What the exercise asks: In the mailing-list message about cross-site extensions to XMLHttpRequest, what does Mark Nottingham say each distinct unsafe request will require?

╭─ Excerpted text

Re: (XMLHttpRequest 2) Proposal for cross-site extensions to XMLHttpRequest from Ian Hickson on 2006-04-14 (public-webapi@w3.org from April 2006)

From: Ian Hickson <ian@hixie.ch>
Date: Fri, 14 Apr 2006 05:46:30 +0000 (UTC)
To: Mark Nottingham <mnot@yahoo-inc.com>
Cc: public-webapi@w3.org
Message-ID: <Pine.LNX.4.62.0604140148590.21459@dhalsim.dreamhost.com>
On Thu, 13 Apr 2006, Mark Nottingham wrote:
> > > 
> > > This proposal has some nice attributes, but it's very complex.
> > 
> > I think it is simpler (a lot simpler) than a system based on a known 
> > location, with its own file format, etc. This is especially the case 
> > given that we need <?access-control?> anyway -- my proposal is just an 
> > additional set of rules for how to restrict XMLHttpRequest in a way 
> > that relies on that separate spec, and is describable in a few 
> > paragraphs.
> 
> Well, this proposal makes some trade-offs, relative to a known location 
> / site-wide policy. It enforces a one-to-one resource-to-policy 
> relationship, which allows the scenarios you mention (e.g., many authors 
> on one server, administrative access issues) but it incurs considerable 
> overhead for sites that *do* have homogenous policies and/or a single 
> administrator; each distinct unsafe request will require a separate 
> policy request, and the policy will need to be co-ordinated across a 
> potentially large number of resources.

╰─
╭─ Material provided

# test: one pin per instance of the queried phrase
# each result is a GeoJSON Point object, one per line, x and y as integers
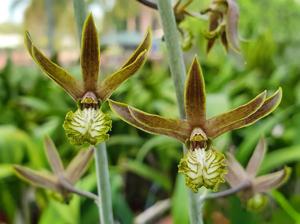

╰─

Result for this exercise: A separate policy request.